[Data extracted from a collection]
★ ★ ★ ★ ★
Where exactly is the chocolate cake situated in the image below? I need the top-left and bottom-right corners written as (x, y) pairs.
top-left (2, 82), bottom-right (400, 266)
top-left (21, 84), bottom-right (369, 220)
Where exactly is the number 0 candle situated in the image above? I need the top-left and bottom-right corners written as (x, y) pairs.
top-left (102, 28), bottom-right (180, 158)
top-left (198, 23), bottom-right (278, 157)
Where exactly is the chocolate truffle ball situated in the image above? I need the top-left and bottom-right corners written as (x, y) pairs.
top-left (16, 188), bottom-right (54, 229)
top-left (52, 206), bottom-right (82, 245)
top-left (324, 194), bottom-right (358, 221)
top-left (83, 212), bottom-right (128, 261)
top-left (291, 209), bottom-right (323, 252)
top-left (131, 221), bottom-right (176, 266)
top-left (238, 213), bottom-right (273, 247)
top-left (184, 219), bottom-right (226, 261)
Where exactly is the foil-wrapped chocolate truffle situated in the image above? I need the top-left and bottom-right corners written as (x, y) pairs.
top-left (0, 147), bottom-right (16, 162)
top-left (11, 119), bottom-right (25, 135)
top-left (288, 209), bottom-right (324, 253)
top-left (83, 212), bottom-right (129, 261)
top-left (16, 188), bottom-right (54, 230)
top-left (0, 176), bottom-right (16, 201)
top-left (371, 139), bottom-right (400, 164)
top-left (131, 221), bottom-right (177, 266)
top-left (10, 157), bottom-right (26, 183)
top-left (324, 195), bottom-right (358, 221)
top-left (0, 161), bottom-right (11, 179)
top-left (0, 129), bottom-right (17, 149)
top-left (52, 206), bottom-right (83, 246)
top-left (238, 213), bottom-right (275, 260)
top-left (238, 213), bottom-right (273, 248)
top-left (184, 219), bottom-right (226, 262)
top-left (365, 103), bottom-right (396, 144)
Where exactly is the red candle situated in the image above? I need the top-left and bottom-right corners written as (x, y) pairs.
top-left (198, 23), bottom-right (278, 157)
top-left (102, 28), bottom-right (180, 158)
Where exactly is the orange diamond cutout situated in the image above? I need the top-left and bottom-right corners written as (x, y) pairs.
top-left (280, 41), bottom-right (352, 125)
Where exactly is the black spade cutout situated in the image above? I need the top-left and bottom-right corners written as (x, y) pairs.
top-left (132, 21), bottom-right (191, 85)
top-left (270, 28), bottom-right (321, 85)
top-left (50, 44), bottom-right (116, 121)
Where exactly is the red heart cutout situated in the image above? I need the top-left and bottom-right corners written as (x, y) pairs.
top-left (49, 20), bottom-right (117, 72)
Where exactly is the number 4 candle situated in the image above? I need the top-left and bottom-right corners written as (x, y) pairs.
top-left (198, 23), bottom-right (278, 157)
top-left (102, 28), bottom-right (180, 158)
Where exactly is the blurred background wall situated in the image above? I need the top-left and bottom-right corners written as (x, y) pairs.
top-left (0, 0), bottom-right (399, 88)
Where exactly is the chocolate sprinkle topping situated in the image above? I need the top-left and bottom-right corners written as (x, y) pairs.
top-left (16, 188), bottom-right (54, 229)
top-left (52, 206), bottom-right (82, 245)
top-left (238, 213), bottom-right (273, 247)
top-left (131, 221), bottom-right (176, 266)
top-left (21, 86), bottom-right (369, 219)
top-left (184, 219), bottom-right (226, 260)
★ ★ ★ ★ ★
▸ **Aim of the task**:
The entries above must be retyped exactly, down to the last character.

▸ **Answer to the exercise**:
Where exactly is the chocolate cake situated in the image below? I need the top-left and bottom-right corners written as (x, y) pairs.
top-left (2, 82), bottom-right (400, 266)
top-left (21, 84), bottom-right (369, 220)
Where exactly is the number 0 candle situated in the image above? I need the top-left and bottom-right corners written as (x, y) pairs.
top-left (102, 28), bottom-right (180, 158)
top-left (198, 23), bottom-right (278, 157)
Where exactly is the chocolate truffle ball situated in the image above? I need the top-left and bottom-right corners written as (x, y) pairs.
top-left (16, 188), bottom-right (54, 229)
top-left (52, 206), bottom-right (82, 245)
top-left (324, 194), bottom-right (358, 221)
top-left (83, 212), bottom-right (128, 261)
top-left (291, 209), bottom-right (323, 252)
top-left (131, 221), bottom-right (176, 266)
top-left (238, 213), bottom-right (273, 247)
top-left (184, 219), bottom-right (226, 261)
Where exactly is the foil-wrapped chocolate truffle situated in the image above? I need the top-left and bottom-right corners written as (x, y) pairs.
top-left (0, 147), bottom-right (16, 162)
top-left (11, 119), bottom-right (25, 135)
top-left (288, 209), bottom-right (324, 253)
top-left (83, 212), bottom-right (129, 261)
top-left (16, 188), bottom-right (54, 230)
top-left (0, 176), bottom-right (16, 201)
top-left (371, 139), bottom-right (400, 164)
top-left (131, 221), bottom-right (177, 266)
top-left (10, 157), bottom-right (26, 183)
top-left (324, 195), bottom-right (358, 221)
top-left (0, 161), bottom-right (11, 179)
top-left (0, 129), bottom-right (17, 149)
top-left (52, 206), bottom-right (83, 246)
top-left (238, 213), bottom-right (275, 260)
top-left (238, 213), bottom-right (273, 248)
top-left (184, 219), bottom-right (226, 262)
top-left (365, 103), bottom-right (396, 144)
Where exactly is the red candle situated in the image above? I need the top-left and bottom-right corners written as (x, y) pairs.
top-left (198, 23), bottom-right (278, 157)
top-left (102, 28), bottom-right (180, 158)
Where exactly is the orange diamond cutout situated in the image above? I need the top-left and bottom-right corners written as (x, y) pairs.
top-left (280, 41), bottom-right (352, 125)
Where exactly is the black spade cutout situated in the image above? I need the top-left and bottom-right corners written as (x, y) pairs.
top-left (132, 21), bottom-right (191, 85)
top-left (270, 28), bottom-right (321, 85)
top-left (50, 44), bottom-right (116, 121)
Where exactly is the red heart cutout situated in the image above? I need the top-left and bottom-right corners written as (x, y) pairs.
top-left (49, 20), bottom-right (117, 72)
Where exactly is the number 4 candle situated in the image above? I need the top-left and bottom-right corners written as (x, y) pairs.
top-left (198, 23), bottom-right (278, 157)
top-left (102, 28), bottom-right (180, 158)
Where exactly is the blurred background wall situated in the image above? I need the top-left and bottom-right corners written as (x, y) pairs.
top-left (0, 0), bottom-right (399, 88)
Where exactly is the chocolate sprinkle topping situated in the image above? I need the top-left and bottom-right corners written as (x, y) pairs.
top-left (16, 188), bottom-right (54, 229)
top-left (52, 206), bottom-right (82, 245)
top-left (238, 213), bottom-right (273, 247)
top-left (131, 221), bottom-right (176, 266)
top-left (21, 86), bottom-right (369, 219)
top-left (184, 219), bottom-right (226, 260)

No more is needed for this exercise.